--- START ---

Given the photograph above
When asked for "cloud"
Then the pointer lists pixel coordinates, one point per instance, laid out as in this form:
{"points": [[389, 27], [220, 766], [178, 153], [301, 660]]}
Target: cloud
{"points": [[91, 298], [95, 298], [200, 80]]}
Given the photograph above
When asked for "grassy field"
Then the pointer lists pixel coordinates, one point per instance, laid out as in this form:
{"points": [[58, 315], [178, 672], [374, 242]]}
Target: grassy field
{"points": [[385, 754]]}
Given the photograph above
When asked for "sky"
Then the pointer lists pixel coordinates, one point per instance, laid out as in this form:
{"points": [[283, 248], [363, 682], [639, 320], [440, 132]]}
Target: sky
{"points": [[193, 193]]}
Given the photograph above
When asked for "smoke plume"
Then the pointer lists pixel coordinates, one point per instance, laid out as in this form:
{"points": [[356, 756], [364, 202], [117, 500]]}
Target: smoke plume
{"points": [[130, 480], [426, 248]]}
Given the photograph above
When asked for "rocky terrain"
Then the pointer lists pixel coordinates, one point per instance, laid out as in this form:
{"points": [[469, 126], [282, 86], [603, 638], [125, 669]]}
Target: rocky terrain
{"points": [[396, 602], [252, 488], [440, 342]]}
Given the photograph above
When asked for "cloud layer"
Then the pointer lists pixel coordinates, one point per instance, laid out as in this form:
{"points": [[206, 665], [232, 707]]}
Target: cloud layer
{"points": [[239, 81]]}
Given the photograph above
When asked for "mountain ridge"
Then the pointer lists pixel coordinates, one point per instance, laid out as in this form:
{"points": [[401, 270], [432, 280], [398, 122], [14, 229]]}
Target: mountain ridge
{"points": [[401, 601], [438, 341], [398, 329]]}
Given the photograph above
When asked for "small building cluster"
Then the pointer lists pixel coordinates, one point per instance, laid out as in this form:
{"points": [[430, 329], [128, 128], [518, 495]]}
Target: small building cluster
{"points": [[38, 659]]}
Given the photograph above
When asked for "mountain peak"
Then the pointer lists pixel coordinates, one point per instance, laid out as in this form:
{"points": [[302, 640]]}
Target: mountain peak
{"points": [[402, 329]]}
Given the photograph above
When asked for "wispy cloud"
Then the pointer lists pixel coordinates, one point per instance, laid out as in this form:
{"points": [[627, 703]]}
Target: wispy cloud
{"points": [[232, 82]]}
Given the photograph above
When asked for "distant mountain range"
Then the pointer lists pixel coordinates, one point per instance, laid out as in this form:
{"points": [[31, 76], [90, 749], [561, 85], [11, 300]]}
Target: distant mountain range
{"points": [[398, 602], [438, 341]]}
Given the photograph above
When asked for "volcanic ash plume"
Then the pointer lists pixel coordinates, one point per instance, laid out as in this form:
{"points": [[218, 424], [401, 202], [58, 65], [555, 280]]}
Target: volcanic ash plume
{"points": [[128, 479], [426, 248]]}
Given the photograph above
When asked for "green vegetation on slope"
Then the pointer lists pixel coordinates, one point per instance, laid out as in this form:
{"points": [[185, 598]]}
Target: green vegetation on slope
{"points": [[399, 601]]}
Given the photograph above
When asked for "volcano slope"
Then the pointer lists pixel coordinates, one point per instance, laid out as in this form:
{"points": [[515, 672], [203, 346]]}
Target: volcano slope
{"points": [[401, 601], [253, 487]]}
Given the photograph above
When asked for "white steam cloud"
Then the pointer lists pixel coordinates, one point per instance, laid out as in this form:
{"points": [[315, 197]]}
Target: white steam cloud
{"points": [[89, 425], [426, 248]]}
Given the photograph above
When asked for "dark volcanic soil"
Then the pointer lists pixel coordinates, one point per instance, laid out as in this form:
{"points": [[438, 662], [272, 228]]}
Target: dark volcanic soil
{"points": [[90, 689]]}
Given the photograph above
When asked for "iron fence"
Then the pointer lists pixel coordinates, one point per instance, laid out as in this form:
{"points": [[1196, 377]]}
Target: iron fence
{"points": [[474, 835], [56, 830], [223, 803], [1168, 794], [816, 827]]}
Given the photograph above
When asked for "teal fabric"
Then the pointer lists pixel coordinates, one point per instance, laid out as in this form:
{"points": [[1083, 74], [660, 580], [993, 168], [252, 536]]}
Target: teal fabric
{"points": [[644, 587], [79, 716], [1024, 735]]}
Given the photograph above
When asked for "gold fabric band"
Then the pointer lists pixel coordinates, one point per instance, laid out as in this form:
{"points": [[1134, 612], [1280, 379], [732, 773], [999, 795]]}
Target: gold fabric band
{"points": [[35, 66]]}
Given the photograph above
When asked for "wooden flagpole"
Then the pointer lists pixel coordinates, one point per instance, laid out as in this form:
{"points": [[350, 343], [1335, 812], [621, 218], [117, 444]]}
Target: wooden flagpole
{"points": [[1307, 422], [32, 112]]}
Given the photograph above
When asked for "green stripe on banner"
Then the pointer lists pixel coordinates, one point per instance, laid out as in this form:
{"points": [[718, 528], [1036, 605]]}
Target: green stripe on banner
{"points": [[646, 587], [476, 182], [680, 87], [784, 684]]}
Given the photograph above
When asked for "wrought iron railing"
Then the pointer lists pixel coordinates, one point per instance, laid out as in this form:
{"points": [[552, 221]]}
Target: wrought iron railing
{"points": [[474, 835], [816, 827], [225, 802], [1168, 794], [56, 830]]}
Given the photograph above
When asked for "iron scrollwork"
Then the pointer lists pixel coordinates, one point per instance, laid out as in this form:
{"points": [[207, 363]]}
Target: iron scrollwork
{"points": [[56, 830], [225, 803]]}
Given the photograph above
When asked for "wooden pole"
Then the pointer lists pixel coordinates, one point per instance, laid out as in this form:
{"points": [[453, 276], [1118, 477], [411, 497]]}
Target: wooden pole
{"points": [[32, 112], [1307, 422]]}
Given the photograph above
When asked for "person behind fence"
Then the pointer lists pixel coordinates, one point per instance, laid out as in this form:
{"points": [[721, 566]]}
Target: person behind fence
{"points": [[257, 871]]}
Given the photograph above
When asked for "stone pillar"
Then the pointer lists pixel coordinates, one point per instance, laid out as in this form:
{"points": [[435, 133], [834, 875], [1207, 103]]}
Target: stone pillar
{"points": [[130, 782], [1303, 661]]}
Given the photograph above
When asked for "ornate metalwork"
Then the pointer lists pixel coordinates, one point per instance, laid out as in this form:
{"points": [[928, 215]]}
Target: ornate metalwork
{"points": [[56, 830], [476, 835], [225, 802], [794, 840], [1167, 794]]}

--- END ---

### What you have to do
Repeat the listing above word for word, with no line missing.

### Task solution
Given the photograph above
When asked for "cloud"
Then the pointer lists pixel coordinates, one point per instance, laid out as in this form:
{"points": [[389, 27], [220, 766], [178, 153], [301, 660]]}
Target: cloud
{"points": [[91, 298], [95, 298], [200, 80]]}
Given the photograph above
When asked for "grassy field"
Then the pointer lists pixel coordinates, one point per instance, laid out as in this form:
{"points": [[58, 315], [178, 672], [374, 242]]}
Target: grassy field
{"points": [[385, 754]]}
Given the photograph above
When asked for "sky"
Then the pointer lists pixel coordinates, one point per instance, laid out as in this form:
{"points": [[283, 248], [363, 682], [639, 320], [440, 132]]}
Target: sky
{"points": [[193, 193]]}
Given the photograph above
When asked for "smoke plume"
Then the pointer lists pixel coordinates, one point per instance, laid out as in this form:
{"points": [[356, 756], [364, 202], [117, 500]]}
Target: smoke plume
{"points": [[130, 480], [426, 248]]}
Given the photograph above
When asked for "rocky terrain"
Then the pointer lists pixel coordinates, one point per instance, laid out as in this form:
{"points": [[469, 126], [282, 86], [603, 638], [125, 669]]}
Target: rocky terrain
{"points": [[396, 602], [252, 488], [440, 342]]}
Given the photograph above
When asked for "cloud layer"
Then the pointer lists pixel coordinates, one point per instance, laid out as in this form:
{"points": [[206, 665], [232, 707]]}
Target: cloud layer
{"points": [[239, 81]]}
Given the photograph above
When asked for "mountain ridge"
Then the pointer lists pixel coordinates, one point per instance, laid out as in this form:
{"points": [[401, 270], [432, 280], [398, 122], [14, 229]]}
Target: mountain ridge
{"points": [[401, 601], [438, 341], [398, 329]]}
Given the photograph above
When asked for "small building cluster"
Then the pointer lists pixel coordinates, one point per instance, laid out as in this form:
{"points": [[430, 329], [128, 128], [518, 495]]}
Target: small building cluster
{"points": [[38, 659]]}
Given the photograph above
When asked for "mountain peak"
Then the pointer lists pixel coordinates, one point per instance, laid out as in this form:
{"points": [[302, 640]]}
Target: mountain peak
{"points": [[402, 329]]}
Given the photograph above
When asked for "wispy cloud"
Then the pointer lists pixel coordinates, one point per instance, laid out as in this form:
{"points": [[627, 703]]}
Target: wispy cloud
{"points": [[232, 82]]}
Given the photograph above
When asked for "distant mountain range"
Then the pointer lists pixel coordinates, one point per instance, laid out as in this form:
{"points": [[31, 76], [90, 749], [561, 85], [11, 300]]}
Target: distant mountain range
{"points": [[398, 602], [438, 341]]}
Given the photograph above
When asked for "volcanic ash plume"
Then the pointer lists pixel coordinates, one point per instance, laid out as in this form:
{"points": [[218, 424], [401, 202], [58, 65], [555, 280]]}
Target: volcanic ash plume
{"points": [[128, 479], [426, 248]]}
Given the photograph above
When asked for "green vegetation on slope"
Then the pointer lists pixel coordinates, one point per instance, laid out as in this form:
{"points": [[185, 598]]}
Target: green vegetation on slope
{"points": [[399, 601]]}
Given the photograph above
When asked for "volcano slope"
Then the pointer lists pixel coordinates, one point per instance, laid out as in this form:
{"points": [[515, 672], [203, 346]]}
Target: volcano slope
{"points": [[401, 601], [253, 487]]}
Given the photograph above
When asked for "white steam cloud"
Then the pointer lists pixel coordinates, one point per instance, laid out as in this form:
{"points": [[315, 197]]}
Target: white steam cloud
{"points": [[89, 425], [426, 248]]}
Given the photograph above
When asked for "dark volcanic soil"
Then the pointer lists pixel coordinates, one point per instance, laid out as in this form:
{"points": [[438, 662], [272, 228]]}
Target: dark volcanic soil
{"points": [[90, 689]]}
Given the photograph above
When asked for "iron fence"
Then the pointer lists pixel coordinates, one point per instance, laid out as in this form:
{"points": [[1196, 377]]}
Target: iron fence
{"points": [[474, 835], [56, 830], [223, 803], [1168, 794], [816, 827]]}
Given the photograph above
When asked for "teal fabric"
Then the pointer lists pixel coordinates, one point per instance, laid out as in this form:
{"points": [[1083, 74], [660, 580], [993, 168], [252, 536]]}
Target: teal fabric
{"points": [[644, 587], [79, 716], [1024, 735]]}
Given the photograph above
When asked for "gold fabric band"
Then the pointer lists pixel coordinates, one point per instance, laid out as in this form:
{"points": [[1134, 612], [1280, 379], [732, 773], [999, 795]]}
Target: gold fabric band
{"points": [[35, 66]]}
Given the photograph above
When asked for "wooden flagpole"
Then the pointer lists pixel coordinates, one point per instance, laid out as in this form:
{"points": [[350, 343], [1335, 812], [621, 218], [117, 444]]}
Target: wooden flagpole
{"points": [[1307, 422], [32, 112]]}
Given the photograph above
When asked for "green stripe on banner"
Then the pointer lists pixel coordinates, one point per instance, laid out as in this form:
{"points": [[718, 528], [1036, 605]]}
Target: green stripe on banner
{"points": [[646, 587], [476, 182], [680, 87], [784, 684]]}
Given the photograph above
When asked for "wrought iron railing"
Then the pointer lists pixel coordinates, one point per instance, laid out as in this form:
{"points": [[552, 221]]}
Target: wrought iron railing
{"points": [[474, 835], [816, 827], [225, 802], [1168, 794], [56, 830]]}
Given the photograph above
When asked for "iron scrollwork"
Then the pointer lists pixel coordinates, one point per instance, laid out as in this form:
{"points": [[207, 363]]}
Target: iron scrollwork
{"points": [[56, 830], [225, 803]]}
Given the photograph above
When asked for "wooden pole"
Then the pointer lists pixel coordinates, one point per instance, laid out as in this form:
{"points": [[453, 276], [1118, 477], [411, 497]]}
Target: wooden pole
{"points": [[32, 112], [1307, 422]]}
Given the photograph above
When asked for "person behind fence"
Then the pointer lists pixel coordinates, one point per instance, laid out as in this form:
{"points": [[721, 566]]}
Target: person behind fence
{"points": [[257, 871]]}
Given the photograph above
When asked for "stone pillar"
Then the pointer lists pixel coordinates, one point per instance, laid out as in this form:
{"points": [[435, 133], [834, 875], [1207, 103]]}
Target: stone pillar
{"points": [[130, 782], [1303, 661]]}
Given the photograph above
When asked for "ornate metalwork"
Then the pointer lists pixel coordinates, one point per instance, laid out as in this form:
{"points": [[928, 215]]}
Target: ornate metalwork
{"points": [[56, 830], [476, 835], [225, 802], [794, 840], [1167, 794]]}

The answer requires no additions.